Supplied material
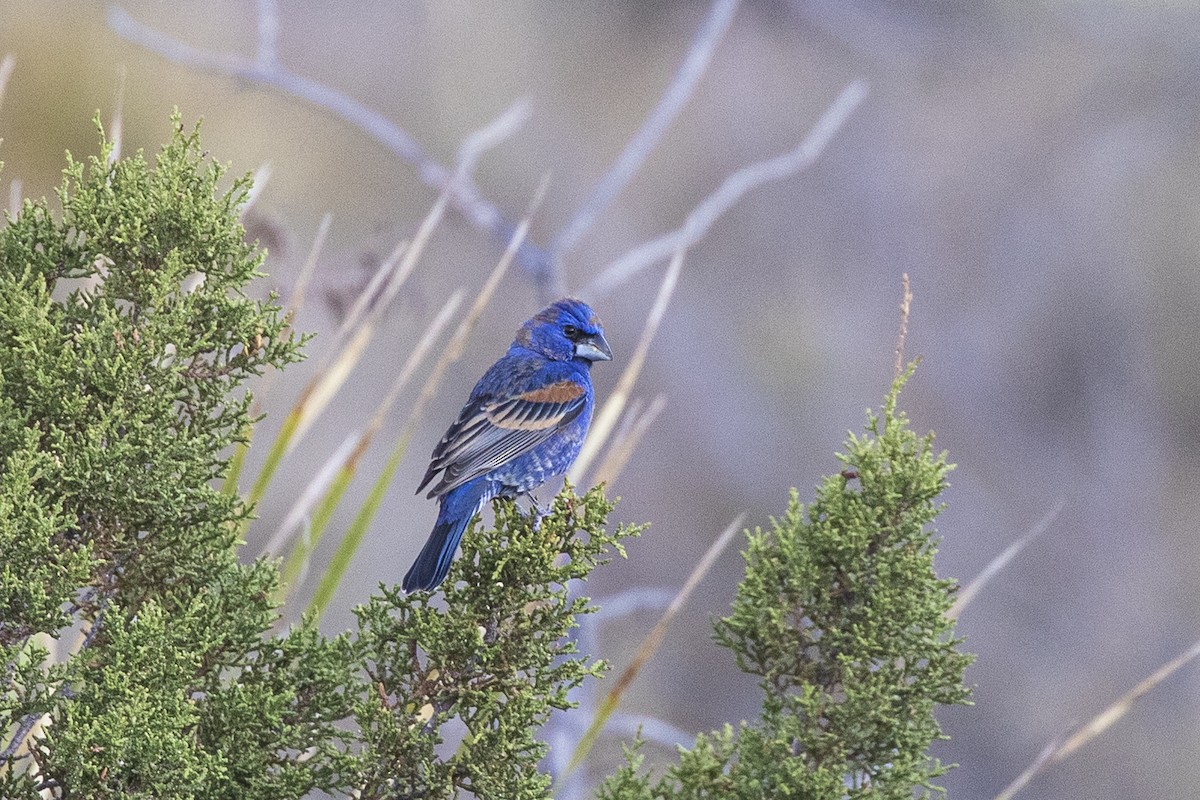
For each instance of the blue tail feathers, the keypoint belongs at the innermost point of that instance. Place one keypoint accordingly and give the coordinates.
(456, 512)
...
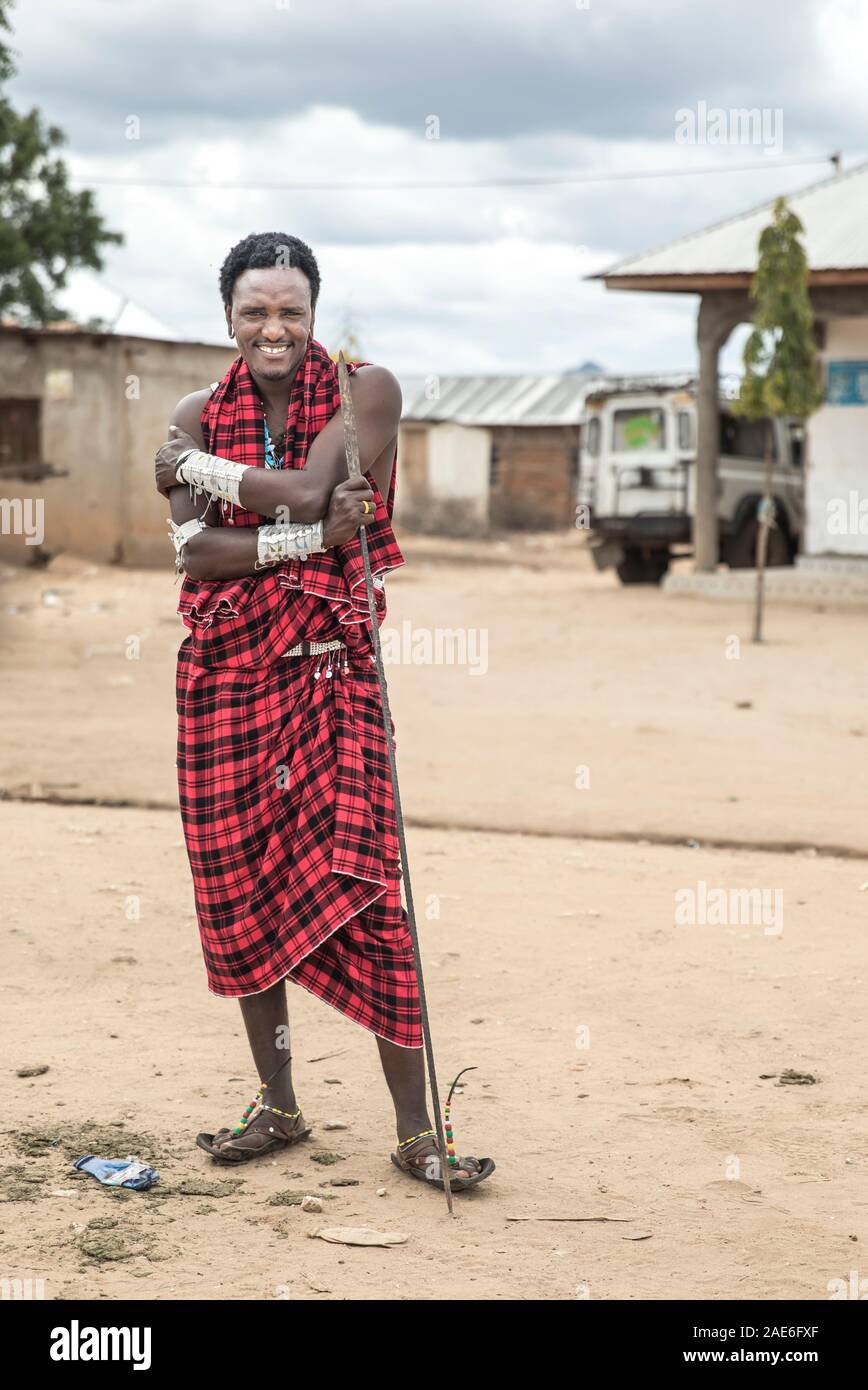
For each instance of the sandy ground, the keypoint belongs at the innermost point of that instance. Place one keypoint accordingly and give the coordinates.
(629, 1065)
---
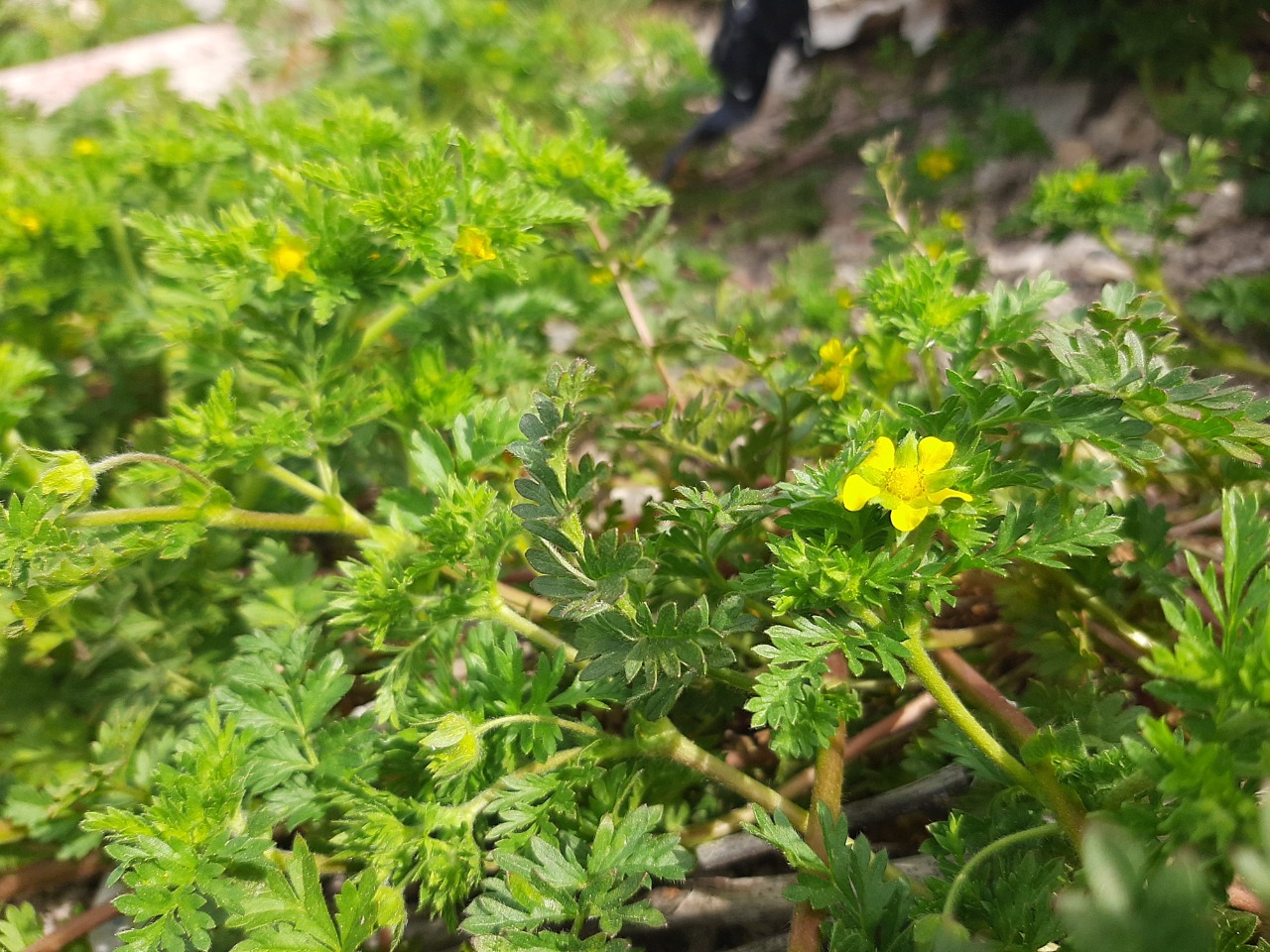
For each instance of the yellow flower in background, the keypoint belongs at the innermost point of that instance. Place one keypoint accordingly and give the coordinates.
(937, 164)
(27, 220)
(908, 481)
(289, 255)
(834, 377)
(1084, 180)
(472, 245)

Job
Extract every line from the records above that contains the word "flower", copying each one in full.

Final answer
For each instance of the yellow flower in background, the keypoint belongs at the innermost point of that instance. Place one keypoint accordingly and give the coordinates.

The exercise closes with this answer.